Your task: All lines holding the word "large" should be located in the records and copied.

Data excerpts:
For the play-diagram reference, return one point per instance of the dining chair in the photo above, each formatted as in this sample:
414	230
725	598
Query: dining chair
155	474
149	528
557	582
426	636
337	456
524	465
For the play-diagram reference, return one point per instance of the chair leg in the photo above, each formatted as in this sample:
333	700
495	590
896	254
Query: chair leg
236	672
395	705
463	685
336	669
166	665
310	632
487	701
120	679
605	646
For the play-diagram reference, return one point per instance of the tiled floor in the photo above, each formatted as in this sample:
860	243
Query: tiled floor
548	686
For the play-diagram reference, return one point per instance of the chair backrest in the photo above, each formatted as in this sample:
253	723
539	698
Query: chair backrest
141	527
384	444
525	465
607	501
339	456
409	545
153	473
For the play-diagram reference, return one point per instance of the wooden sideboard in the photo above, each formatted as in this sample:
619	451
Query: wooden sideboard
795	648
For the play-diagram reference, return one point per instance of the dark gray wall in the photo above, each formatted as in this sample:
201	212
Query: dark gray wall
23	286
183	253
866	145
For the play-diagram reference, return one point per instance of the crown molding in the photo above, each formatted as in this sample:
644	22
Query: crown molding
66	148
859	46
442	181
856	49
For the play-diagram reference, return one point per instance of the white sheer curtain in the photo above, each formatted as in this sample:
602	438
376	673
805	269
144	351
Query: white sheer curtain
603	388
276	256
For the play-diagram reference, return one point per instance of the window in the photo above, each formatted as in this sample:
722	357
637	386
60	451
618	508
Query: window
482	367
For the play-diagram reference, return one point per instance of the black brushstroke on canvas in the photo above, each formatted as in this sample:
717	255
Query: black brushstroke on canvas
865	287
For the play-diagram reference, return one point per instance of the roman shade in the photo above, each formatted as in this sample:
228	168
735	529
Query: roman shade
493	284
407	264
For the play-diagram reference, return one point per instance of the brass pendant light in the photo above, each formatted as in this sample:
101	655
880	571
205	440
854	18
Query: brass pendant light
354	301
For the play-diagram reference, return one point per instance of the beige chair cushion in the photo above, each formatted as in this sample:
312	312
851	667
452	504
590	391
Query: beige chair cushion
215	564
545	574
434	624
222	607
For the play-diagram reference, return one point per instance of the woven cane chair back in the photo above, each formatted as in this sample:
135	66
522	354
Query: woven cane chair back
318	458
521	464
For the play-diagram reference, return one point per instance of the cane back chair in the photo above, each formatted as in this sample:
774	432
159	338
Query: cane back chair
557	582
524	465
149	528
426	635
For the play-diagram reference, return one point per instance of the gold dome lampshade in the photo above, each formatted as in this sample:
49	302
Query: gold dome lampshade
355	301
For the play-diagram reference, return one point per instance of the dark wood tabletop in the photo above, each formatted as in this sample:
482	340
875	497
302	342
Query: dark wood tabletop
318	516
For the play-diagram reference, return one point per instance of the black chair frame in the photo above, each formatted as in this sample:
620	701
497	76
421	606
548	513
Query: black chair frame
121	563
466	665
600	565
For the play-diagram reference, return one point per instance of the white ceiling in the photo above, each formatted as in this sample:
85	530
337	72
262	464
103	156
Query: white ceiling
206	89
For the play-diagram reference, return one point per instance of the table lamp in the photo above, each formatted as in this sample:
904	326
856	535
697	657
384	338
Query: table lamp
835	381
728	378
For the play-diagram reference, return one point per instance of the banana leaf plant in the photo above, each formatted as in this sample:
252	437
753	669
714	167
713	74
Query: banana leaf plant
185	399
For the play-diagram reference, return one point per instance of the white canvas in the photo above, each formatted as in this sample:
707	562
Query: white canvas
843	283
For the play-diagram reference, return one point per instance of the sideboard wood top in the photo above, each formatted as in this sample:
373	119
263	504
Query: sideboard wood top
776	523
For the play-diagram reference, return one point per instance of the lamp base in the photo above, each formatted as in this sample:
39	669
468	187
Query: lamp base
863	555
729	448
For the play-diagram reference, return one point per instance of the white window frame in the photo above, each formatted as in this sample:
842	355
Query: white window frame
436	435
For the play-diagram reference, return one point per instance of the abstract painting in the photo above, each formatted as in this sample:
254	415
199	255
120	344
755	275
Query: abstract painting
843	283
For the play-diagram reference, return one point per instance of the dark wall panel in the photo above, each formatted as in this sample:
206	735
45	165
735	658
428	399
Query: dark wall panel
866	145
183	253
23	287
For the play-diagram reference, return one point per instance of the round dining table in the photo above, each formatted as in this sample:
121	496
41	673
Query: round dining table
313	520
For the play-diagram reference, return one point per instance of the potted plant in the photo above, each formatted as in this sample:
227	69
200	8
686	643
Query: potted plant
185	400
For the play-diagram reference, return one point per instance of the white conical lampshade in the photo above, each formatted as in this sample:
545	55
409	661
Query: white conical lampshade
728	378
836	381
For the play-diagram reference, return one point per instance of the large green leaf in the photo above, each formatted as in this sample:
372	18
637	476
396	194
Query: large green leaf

Response area:
For the play-diagram reference, return one point per instance of the large green leaf in the photo above, each formatted as in this sample:
Query: large green leaf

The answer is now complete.